ТЕКСТ:
··········
О’ Лири анализирует новации, появившиеся в теории Геллнера с написанием его последних работ («Пришествие национализма» (1993), «Национализм» (1997)).

Можно согласиться с автором, что попытки Геллнера усовершенствовать и уточнить свою концепцию не всегда шли последней на пользу. Так, введение Геллнером зональнохронологического принципа типологизации национализма привело к исчезновению корреляции национализма и индустриализации, то есть того, что составляло суть его теории.

О’ Лири склонен оспаривать выводы Геллнера, сделанные им в рамках вновь появившейся проблематики «ислам и национализм». Геллнер наделяет ислам чертами, присущими, в его понимании, национализму - эгалитаризмом, наличием высокой культуры, непосредственной связью общества и индивидуума и т.д. Все это позволило Геллнеру заключить, что ислам может успешно использовать национализм как метод собственной легитимации. Иначе говоря, нация будет создаваться не в рамках соответствующих политических границ, а в рамках исламской цивилизации в целом. О’ Лири активно опровергает эту предопределенность, указывая на успешное (?) противодействие исламизму со стороны националистических светских режимов (а Алжир? а Египет?), а также на

существование внутренних культурных разломов в рамках не только исламского мира, но и отдельных государств региона. С последним можно вполне согласиться.

Таким образом, анализ концептуального наследия Геллнера авторства О’ Лири носит амбивалентный характер и неоднозначен как по методам, так и с точки зрения полученных результатов. Методологически О’ Лири находится в русле геллнеровского подхода; идеологически - фактически является «идеальным носителем» национализма в геллнеровской интерпретации. Это приводит к тому, что, фиксируя некоторые недостатки концепции Геллнера (неполнота типологии, игнорирование демократизации как фактора эволюции национализма и т.д.), О’Лири в известных случаях усугубляет методологические огрехи Геллнера (попытка «очищенного объяснения») либо подменяет научный дискурс политическим. Политическим же дискурсом — панегириком просвещенному либеральному национализму - О’Лири и завершает свою во многих отношениях знаменательную статью.

Название статьи Н. Музелиса говорит само за себя: «Геллнеровская теория

национализма: некоторые проблемы дефиниции и методологии» (7). Свой анализ автор начинает с рассмотрения геллнеровской концепции взаимосвязи национализма и индустриализма и критикует это положение по двум направлениям.

Во-первых, Музелис убежден, что роль государства и политической власти не менее важна для формирования нации, чем роль рынка и промышленности. Однако политический фактор у Музелиса представлен более взвешенно, чем у О’ Лири: межгосударственная политическая конкуренция требовала массовой социальной мобилизации, разрушающий традиционные локальные сообщества. «Можно с полной уверенностью утверждать, - пишет Музелис, - что, применительно к восемнадцатому столетию, заметное развитие

государственной бюрократии и беспрецедентное проникновение последней на периферию общества было вызвано в первую очередь военными, а не экономическими факторами» (7, с. 159). Заслуживает внимания, что в данной трактовке роль социально-экономического фактора отнюдь не ниже, чем в версии Геллнера. Музелис лишь подстраивает еще один мотивационный уровень («военно-политическая необходимость»), но непосредственным инструментом формирования нации остается все та же социальная мобилизация.
··········
ИСХОДНЫЙ МАТЕРИАЛ:
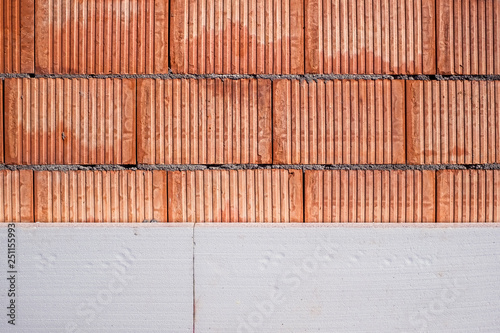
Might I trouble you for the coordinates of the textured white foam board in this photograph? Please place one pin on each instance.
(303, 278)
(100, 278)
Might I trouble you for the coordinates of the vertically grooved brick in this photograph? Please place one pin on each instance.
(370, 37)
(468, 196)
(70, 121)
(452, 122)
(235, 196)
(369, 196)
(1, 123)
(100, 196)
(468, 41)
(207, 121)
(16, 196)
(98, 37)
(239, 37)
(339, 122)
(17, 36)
··········
ЗАДАНИЯ:
- a) Какие поздние работы Геллнера с годами их выхода названы в тексте о его теории?
- b) Продолжите текст о теории Геллнера начиная с места после его последнего предложения.
Этот материал взят из другого источника.

ОТВЕТЫ К ЗАДАНИЯМ:
- a) «Пришествие национализма» (1993) и «Национализм» (1997).

- b)
Во-вторых, Геллнер не раскрывает механизм распространения националистических идей на низших стратах социума: «Если процесс распространения и имитации достаточно хорошо объясняет развитие национализма элиты, с его помощью невозможно объяснить тот сдвиг от элитарного к массовому национализму, который произошел в Х!Х в. на Балканах» (7, с. 159). Музелис пишет, что подобный сдвиг был бы невозможен без частичного

разрушения местных социумов - также в рамках усиления бюрократии и роста армии, то есть в рамках той же «военно-политической логики» (7, с. 159).

Для разрешения этой коллизии Музелис предлагает расширительное (вспомним редукционизм О’ Лири) толкование геллнеровской теории: «Проблема индустриализации» снимается, если под индустриализмом\индустриализацией понимать

модернизм\модернизацию: в одних случаях модернизация проходит на базе ранее

оформившихся рыночных механизмов, в других - на основе политико-военных императивов. Исходя из этого, Музелис заключает, что трехчленная типология Геллнера (до-аграрная, аграрно-письменная и индустриальная фазы развития общества) менее продуктивна для объяснения эволюции национализма, нежели основанная на критерии политического принуждения типология, дифференцирующая «безгосударственное общество», «общество с традиционной государственной структурой» и общество с «глубоко проникшими и эффективно действующими на уровне инфраструктуры государственными институтами» (7, с. 160).

Обращает на себя внимание, что предложенная типология, заменяя или, скорее, уточняя критерий типологизации, практически полностью «конгруэнтна» геллнеровской.

Автор затрагивает тему функционализма теории Геллнера. По Музелису, - и в этом с ним можно согласиться, - функционализм Геллнера сильно преувеличен его

комментаторами. В самом деле, согласно геллнеровской модели, не потребности индустриального общества в стандартизации создают национализм, но существует механизм, естественным образом запускающий формирование национальной идентичность а la Геллнер. Музелис критикует реализованный О’Лири метод «очищенного объяснения» за гиперболизацию роли сознательных намерений акторов националистического процесса. Исключительно от конкретики зависит, какой фактор является на данный момент определяющим - «сознательная стратегия» О’Лири либо безличный (но основанный на личностной активности) механизм Геллнера.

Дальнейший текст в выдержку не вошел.